Phelps added that the county gets a lot of phone calls asking why isn’t there something being done about the problem, and why it’s not caring about the residents. She explained that it is not a County issue or MMR’s issue or the Medical Control Board’s issue, but simply an issue being faced in Clare County.

There was audience comment regarding the long wait times for ambulance service, and suggestion about entering into a contract with MMR, or possibly establishing an ambulance response capability through the county’s fire departments.

The fire chiefs in attendance pointed out that minimal fire protection funding and/or staffing shortages speak to the impracticality of trying to maintain simultaneously both a fire department and an ambulance service.

Phelps said most counties in Michigan have supplemental dollars, a millage, and contractor service. She said that where counties don’t have a millage, then there are townships that have a separate millages and form an authority of multiple townships. One has a millage and its own service, but it was established long ago, prior to the current high-cost to establish one – that staff functions as county employees.

“They have four units they do in their county,” Phelps said. “But they still have to do out-of-county transport in order to support their program – and that’s a county-run ambulance service.”

The hearing pulled in a full house of residents, township governance, law enforcement, firefighters, EMTs and other first responders. In attendance from Mobile Medical Response Ambulance Service were Eric Snidersich, vice president of operations; Brett Hansen, operations manager; and Laurie Thiel, CEO. Also present was Glenn King, Med Control Authority Board chair.
____________
#### What this exercise asks:
A. Answer these about the ambulance hearing excerpt:
(i) What does Phelps say most Michigan counties have?
(ii) What two options did audience comment suggest?
(iii) Who chairs the Med Control Authority Board?
B. Please reproduce everything in the ambulance hearing excerpt from "The hearing pulled" down to "Authority Board chair.".

#### Information shown:
____________
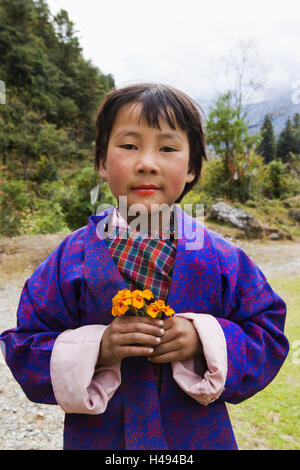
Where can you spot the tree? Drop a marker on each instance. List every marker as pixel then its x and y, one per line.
pixel 286 142
pixel 267 146
pixel 227 132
____________
#### Solution set:
A.
(i) Supplemental dollars, a millage, and contractor service.
(ii) Entering into a contract with MMR, or establishing an ambulance response capability through the county's fire departments.
(iii) Glenn King.

B.
The hearing pulled in a full house of residents, township governance, law enforcement, firefighters, EMTs and other first responders. In attendance from Mobile Medical Response Ambulance Service were Eric Snidersich, vice president of operations; Brett Hansen, operations manager; and Laurie Thiel, CEO. Also present was Glenn King, Med Control Authority Board chair.